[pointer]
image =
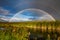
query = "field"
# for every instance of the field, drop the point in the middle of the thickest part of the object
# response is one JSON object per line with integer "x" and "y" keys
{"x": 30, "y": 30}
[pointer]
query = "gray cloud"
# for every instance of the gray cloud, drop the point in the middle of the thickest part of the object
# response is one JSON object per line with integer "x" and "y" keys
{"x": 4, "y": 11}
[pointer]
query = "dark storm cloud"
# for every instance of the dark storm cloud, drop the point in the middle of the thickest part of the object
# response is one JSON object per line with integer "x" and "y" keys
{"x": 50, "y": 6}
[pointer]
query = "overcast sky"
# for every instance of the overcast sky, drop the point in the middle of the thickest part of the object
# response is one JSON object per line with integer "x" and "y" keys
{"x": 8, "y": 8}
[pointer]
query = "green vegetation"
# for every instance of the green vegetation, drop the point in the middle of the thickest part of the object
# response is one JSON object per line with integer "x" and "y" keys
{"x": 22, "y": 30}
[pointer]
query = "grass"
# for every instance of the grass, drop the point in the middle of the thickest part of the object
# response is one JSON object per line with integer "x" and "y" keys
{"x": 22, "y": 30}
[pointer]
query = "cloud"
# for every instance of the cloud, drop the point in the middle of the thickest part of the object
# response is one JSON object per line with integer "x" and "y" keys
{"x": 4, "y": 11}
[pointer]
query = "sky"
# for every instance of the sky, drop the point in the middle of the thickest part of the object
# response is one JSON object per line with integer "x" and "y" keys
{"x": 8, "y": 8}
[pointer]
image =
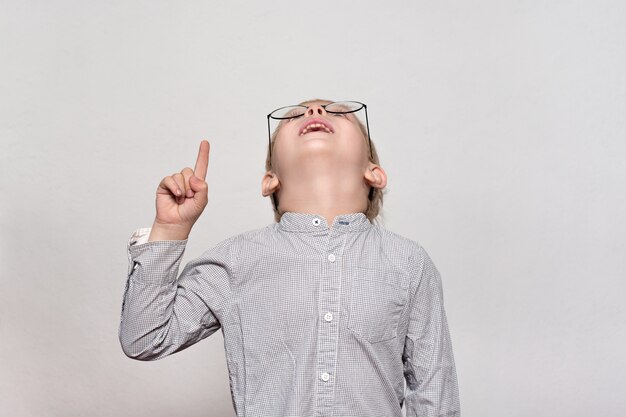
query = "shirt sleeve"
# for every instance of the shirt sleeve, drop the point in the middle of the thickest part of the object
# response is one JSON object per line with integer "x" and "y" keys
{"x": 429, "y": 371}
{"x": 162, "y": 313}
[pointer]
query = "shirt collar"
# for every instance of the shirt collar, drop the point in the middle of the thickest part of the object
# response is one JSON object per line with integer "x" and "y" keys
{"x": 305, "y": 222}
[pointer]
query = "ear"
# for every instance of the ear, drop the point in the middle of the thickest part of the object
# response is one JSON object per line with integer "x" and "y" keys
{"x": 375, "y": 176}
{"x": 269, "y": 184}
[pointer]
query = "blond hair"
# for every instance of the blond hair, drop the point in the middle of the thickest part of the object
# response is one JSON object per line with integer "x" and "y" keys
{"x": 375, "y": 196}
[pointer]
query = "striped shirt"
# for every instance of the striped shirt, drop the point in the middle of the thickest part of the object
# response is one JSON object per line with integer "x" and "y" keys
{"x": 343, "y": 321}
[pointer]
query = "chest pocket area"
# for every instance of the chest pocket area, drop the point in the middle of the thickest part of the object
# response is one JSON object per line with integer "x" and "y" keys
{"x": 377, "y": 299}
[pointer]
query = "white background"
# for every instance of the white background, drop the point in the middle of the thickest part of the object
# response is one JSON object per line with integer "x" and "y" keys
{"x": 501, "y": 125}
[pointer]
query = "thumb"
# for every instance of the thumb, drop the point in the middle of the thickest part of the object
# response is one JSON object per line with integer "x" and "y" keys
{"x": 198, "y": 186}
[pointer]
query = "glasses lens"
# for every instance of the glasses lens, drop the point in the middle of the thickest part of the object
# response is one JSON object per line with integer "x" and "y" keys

▶ _Task goal_
Tally the lines of the records that contain the string "blond" and give only that number.

▶ _Full answer_
2